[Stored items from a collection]
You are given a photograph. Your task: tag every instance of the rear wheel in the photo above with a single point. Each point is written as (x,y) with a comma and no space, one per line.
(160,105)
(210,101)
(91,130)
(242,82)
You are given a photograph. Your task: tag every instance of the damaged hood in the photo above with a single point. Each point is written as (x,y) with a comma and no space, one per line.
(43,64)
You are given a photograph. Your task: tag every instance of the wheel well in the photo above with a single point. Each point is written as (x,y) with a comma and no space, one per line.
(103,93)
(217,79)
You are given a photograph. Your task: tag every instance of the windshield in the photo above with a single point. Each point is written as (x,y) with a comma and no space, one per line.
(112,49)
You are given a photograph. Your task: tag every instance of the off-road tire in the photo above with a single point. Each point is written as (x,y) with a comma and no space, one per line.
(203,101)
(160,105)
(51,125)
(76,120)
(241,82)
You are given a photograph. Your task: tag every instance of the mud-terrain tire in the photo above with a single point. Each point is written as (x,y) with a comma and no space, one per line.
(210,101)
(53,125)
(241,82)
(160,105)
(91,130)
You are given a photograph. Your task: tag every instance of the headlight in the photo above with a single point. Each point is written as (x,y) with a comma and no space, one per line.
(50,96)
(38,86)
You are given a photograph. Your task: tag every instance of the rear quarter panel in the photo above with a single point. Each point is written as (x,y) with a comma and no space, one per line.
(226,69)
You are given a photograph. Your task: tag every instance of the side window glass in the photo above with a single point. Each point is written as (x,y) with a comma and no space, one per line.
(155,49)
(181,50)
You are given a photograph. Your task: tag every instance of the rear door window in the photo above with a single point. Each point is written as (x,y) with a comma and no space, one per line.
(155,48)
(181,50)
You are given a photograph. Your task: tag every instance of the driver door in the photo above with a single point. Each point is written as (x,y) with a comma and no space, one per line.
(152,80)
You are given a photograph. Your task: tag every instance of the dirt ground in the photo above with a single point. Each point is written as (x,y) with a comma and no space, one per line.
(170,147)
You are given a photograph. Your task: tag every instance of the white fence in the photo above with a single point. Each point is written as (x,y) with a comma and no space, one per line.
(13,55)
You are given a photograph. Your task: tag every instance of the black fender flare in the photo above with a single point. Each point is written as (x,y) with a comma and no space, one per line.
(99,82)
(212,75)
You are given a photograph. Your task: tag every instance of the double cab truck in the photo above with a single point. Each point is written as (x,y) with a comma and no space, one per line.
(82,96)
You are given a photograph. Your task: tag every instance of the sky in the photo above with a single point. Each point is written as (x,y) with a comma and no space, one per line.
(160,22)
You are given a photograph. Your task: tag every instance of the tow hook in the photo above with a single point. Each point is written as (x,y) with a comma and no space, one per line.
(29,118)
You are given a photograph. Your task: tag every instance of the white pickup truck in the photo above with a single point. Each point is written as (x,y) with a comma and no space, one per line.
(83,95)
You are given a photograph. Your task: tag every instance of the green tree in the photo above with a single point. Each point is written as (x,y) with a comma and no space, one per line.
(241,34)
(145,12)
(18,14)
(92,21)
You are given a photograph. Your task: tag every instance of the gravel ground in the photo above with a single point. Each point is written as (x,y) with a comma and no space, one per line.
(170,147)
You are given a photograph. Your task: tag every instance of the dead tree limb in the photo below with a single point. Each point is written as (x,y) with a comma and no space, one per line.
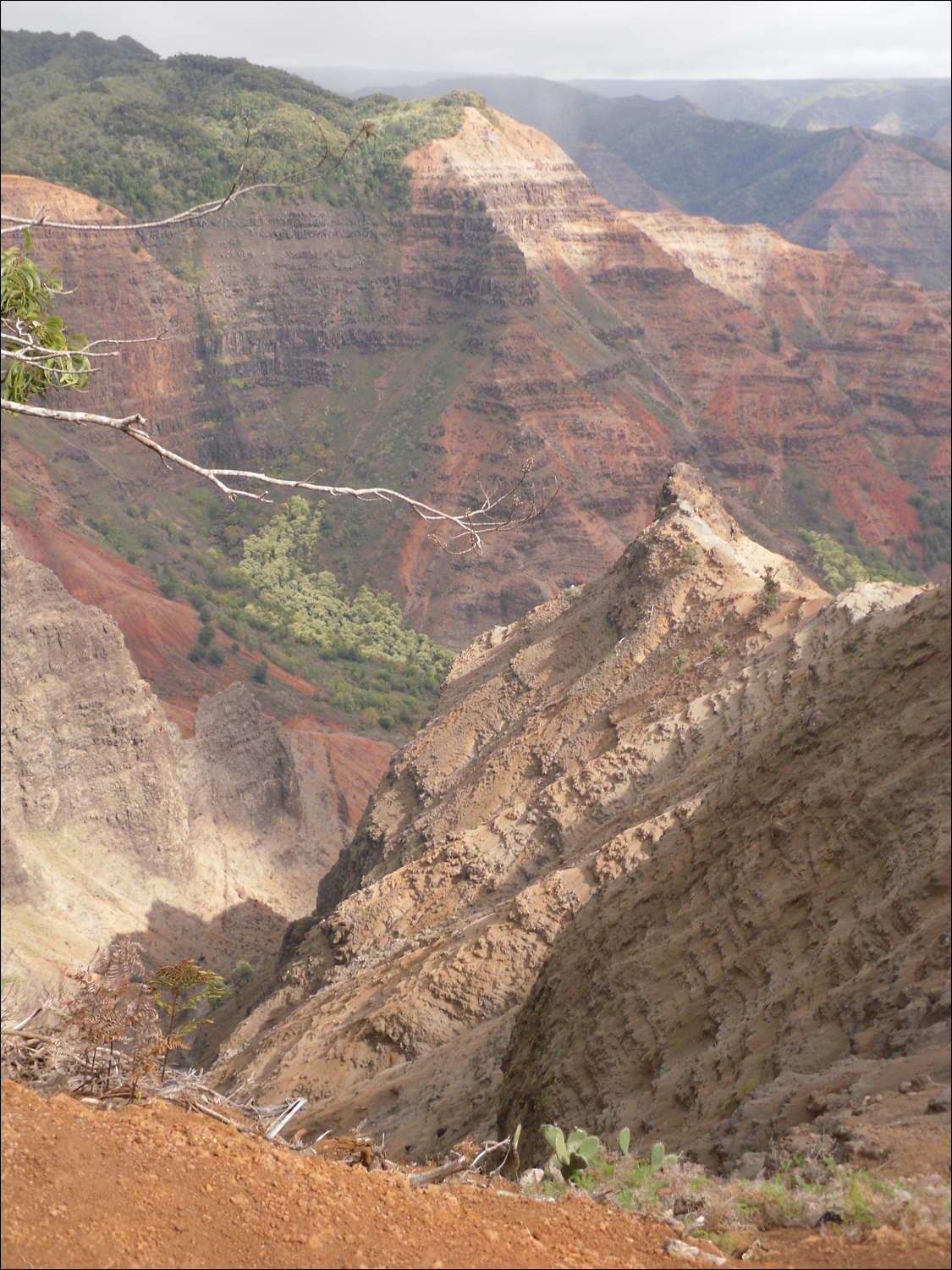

• [WHAT NEEDS TO BE DONE]: Beginning at the line that contains "of the gravel" and ending at the last line of the data, return each line exactly; no picture belongs in the copy.

• [RESPONSE AREA]:
You are given a photograph. Your task: tag every instance of the gravel ground in the photo above with a single point. Each point is written as (x,y) with a comma and no space, one per line.
(170,147)
You are given a photograph. Your task: tag every instance of the dead tree limb in the photo below with a single point. Each point is written as (x,y) with a comma and no space, one per line.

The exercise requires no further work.